### PROBLEM DESCRIPTION:
Turn all of the rows below into a Markdown table with two columns, Number and Line. Give each non-blank line its sequential number, skip blank lines, and leave the pictures out.

### DATASET CONTENT:
────

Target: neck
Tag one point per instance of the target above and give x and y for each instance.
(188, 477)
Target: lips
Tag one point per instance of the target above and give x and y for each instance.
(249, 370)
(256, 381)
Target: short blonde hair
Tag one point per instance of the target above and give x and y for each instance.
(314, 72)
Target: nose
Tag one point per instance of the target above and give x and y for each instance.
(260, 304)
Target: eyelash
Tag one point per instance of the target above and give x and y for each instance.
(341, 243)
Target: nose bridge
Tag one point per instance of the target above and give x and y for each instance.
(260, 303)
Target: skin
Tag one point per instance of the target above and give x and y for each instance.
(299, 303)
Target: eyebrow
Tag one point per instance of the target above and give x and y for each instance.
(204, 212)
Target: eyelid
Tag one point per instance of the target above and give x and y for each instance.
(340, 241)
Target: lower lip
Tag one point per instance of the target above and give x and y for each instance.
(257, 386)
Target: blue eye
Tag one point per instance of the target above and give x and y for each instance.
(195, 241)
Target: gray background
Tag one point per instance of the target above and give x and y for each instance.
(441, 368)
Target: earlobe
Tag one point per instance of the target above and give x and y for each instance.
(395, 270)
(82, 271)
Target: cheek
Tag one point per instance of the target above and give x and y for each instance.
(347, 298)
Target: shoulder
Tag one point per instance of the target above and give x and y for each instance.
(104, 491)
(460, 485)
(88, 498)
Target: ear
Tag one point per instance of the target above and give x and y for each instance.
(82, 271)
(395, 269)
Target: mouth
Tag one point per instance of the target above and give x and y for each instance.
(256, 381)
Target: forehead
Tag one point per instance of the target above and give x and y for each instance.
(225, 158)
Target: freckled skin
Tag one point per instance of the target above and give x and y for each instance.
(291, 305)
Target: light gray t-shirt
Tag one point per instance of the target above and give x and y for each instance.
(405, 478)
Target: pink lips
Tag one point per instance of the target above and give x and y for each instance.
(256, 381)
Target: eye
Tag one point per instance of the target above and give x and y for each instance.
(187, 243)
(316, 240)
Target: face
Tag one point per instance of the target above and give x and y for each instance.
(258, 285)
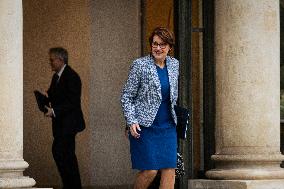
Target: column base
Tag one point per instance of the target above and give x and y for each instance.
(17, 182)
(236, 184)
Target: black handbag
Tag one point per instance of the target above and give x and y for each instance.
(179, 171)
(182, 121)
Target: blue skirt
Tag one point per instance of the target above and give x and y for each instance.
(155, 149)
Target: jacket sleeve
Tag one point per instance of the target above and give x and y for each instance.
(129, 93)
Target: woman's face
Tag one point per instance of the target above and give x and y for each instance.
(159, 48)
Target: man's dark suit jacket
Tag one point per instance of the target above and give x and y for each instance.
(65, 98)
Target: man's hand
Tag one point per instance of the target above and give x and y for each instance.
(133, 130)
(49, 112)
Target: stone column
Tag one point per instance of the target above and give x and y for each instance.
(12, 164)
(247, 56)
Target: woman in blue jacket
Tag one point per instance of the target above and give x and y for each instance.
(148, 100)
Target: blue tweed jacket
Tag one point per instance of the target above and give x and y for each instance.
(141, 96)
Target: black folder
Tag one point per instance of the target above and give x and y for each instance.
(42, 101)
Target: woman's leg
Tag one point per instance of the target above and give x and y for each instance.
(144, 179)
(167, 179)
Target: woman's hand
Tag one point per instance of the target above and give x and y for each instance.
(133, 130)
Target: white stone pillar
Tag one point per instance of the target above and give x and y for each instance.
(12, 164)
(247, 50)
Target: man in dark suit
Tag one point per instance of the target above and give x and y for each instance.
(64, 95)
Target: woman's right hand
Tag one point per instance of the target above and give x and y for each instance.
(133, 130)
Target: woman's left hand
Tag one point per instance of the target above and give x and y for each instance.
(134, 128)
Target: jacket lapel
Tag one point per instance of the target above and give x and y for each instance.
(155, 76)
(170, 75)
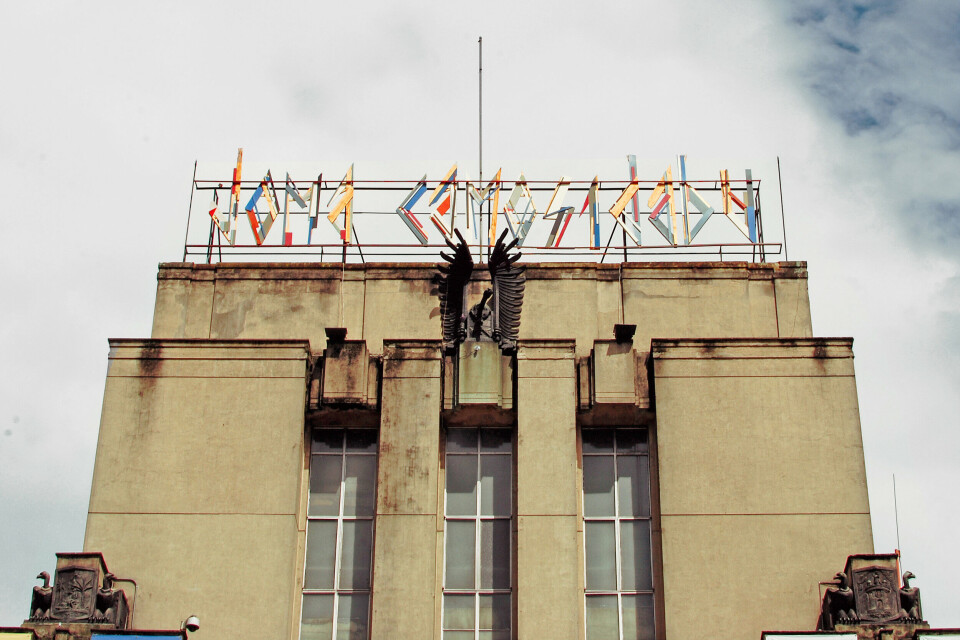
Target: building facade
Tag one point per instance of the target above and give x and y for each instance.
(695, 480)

────

### RESPONSE:
| Number | Line |
|---|---|
| 1 | Target: neck |
| 2 | Tag one point per instance of the target above and give x and y for each instance. |
| 3 | (188, 477) |
| 4 | Target: lips |
| 5 | Tag one point per instance of the target above and give x and y for each instance. |
| 6 | (249, 370) |
| 7 | (256, 381) |
| 8 | Target: short blonde hair |
| 9 | Tag one point per instance of the target above and give x and y for each instance. |
| 10 | (314, 72) |
| 11 | Target: nose |
| 12 | Tag one point per instance of the target above and give x and y for each instance. |
| 13 | (260, 304) |
| 14 | Target: eyelash |
| 15 | Tag one point per instance of the target above and give x and y for each instance. |
| 16 | (341, 243) |
| 17 | Target: nose bridge |
| 18 | Tag one point per instance of the target above and give x and y for each instance. |
| 19 | (260, 303) |
| 20 | Target: skin |
| 21 | Tag one point per instance of the target above and give x and y for each instance. |
| 22 | (299, 303) |
| 23 | Target: eyebrow |
| 24 | Tag one point per instance of the target above and give x and y for each instance. |
| 25 | (204, 212) |
| 26 | Target: eyelid |
| 27 | Tag one point per instance of the target above and give x and y for each instance. |
| 28 | (340, 241) |
| 29 | Target: lower lip |
| 30 | Tag one point per instance of the target above and give x and y for each instance. |
| 31 | (257, 386) |
| 32 | Target: blue eye |
| 33 | Tag one point per instance of the target above and give x and y for each instance. |
| 34 | (195, 241) |
| 35 | Target: gray background |
| 36 | Tag one point per instance of the target above and give x and y for each instance. |
| 37 | (441, 368) |
| 38 | Target: earlobe |
| 39 | Tag one point per instance of the target above and give x and y for each instance. |
| 40 | (395, 270) |
| 41 | (82, 271) |
| 42 | Target: cheek |
| 43 | Tag one point per instance of the target above and give x and y for each instance. |
| 44 | (347, 298) |
| 45 | Target: shoulder |
| 46 | Tag one point per instance of the target above and give x and y for each instance. |
| 47 | (104, 491) |
| 48 | (460, 485) |
| 49 | (88, 498) |
| 50 | Target: ear |
| 51 | Tag one point per instance of the target above and give x and y for each instance. |
| 52 | (82, 271) |
| 53 | (395, 269) |
| 54 | Target: mouth |
| 55 | Tag one point per instance of the target above and give x and y for each instance. |
| 56 | (256, 381) |
| 57 | Target: forehead |
| 58 | Tag one point per instance of the target above and give x and y for each instance. |
| 59 | (225, 158) |
| 60 | Target: freckled skin |
| 61 | Tag one point per instance of the target above and give x and y for each instance. |
| 62 | (291, 305) |
| 63 | Target: light gray t-shirt |
| 64 | Tag one point per instance of the target above and give x and y for each instance. |
| 65 | (405, 478) |
| 66 | Target: pink lips |
| 67 | Tag one point per instance of the target above and give x and y for each instance. |
| 68 | (256, 381) |
| 69 | Target: eye |
| 70 | Tag one point per instance of the target above and give x and y for each instance. |
| 71 | (187, 243) |
| 72 | (316, 240) |
| 73 | Target: face |
| 74 | Tag one point per instance of the target above and give x and y for each instance. |
| 75 | (258, 285) |
| 76 | Target: column base |
| 77 | Tag one point per instance of the target above and give x and y for each instance. |
| 78 | (17, 182) |
| 79 | (236, 184) |
| 80 | Target: black handbag |
| 81 | Tag one point per instance of the target above and give x and y for each instance. |
| 82 | (179, 171) |
| 83 | (182, 121) |
| 84 | Target: blue skirt |
| 85 | Tag one point per instance of the target above and give x and y for each instance. |
| 86 | (155, 149) |
| 87 | Target: jacket sleeve |
| 88 | Tag one point per instance of the target above and give x and y for each instance. |
| 89 | (129, 93) |
| 90 | Target: woman's face |
| 91 | Tag one point per instance of the target above and give x and y for each instance. |
| 92 | (159, 48) |
| 93 | Target: man's dark suit jacket |
| 94 | Tag one point per instance of the target above and give x and y for each instance. |
| 95 | (65, 98) |
| 96 | Target: man's hand |
| 97 | Tag one point per instance of the target above and give x and y for each instance. |
| 98 | (133, 130) |
| 99 | (49, 112) |
| 100 | Target: stone column |
| 101 | Tag one point per instance of the target above and give x and y for each instance. |
| 102 | (12, 164) |
| 103 | (247, 56) |
| 104 | Target: woman in blue jacket |
| 105 | Tag one point per instance of the target above and give x and y for each instance. |
| 106 | (148, 100) |
| 107 | Target: blue tweed jacket |
| 108 | Tag one point per instance of the target above and give x and y for each instance. |
| 109 | (141, 96) |
| 110 | Target: black folder |
| 111 | Tag one point per instance of the target above and give x and y for each instance. |
| 112 | (42, 101) |
| 113 | Target: woman's leg |
| 114 | Tag one point per instance of the target above and give x and y for each instance. |
| 115 | (144, 179) |
| 116 | (167, 179) |
| 117 | Target: woman's hand |
| 118 | Tag one point per instance of the target above and give x and y for each instance. |
| 119 | (133, 130) |
| 120 | Target: white stone pillar |
| 121 | Tag one point per instance of the target above and give x and y for each instance. |
| 122 | (12, 164) |
| 123 | (247, 50) |
| 124 | Target: man in dark suit |
| 125 | Tag one point per instance of the target above and give x and y for each instance. |
| 126 | (64, 95) |
| 127 | Target: woman's right hand |
| 128 | Tag one point per instance of the target above and give x and y for each instance. |
| 129 | (133, 130) |
| 130 | Target: woman's left hand |
| 131 | Tag one point per instance of the target above and give x and y for each instance. |
| 132 | (134, 128) |
| 133 | Target: jacket lapel |
| 134 | Tag one point per instance of the target above and give x and y for each instance. |
| 135 | (155, 76) |
| 136 | (170, 75) |
| 137 | Target: building facade |
| 138 | Tag one point per instance of the target above and give x and y for each instance. |
| 139 | (695, 480) |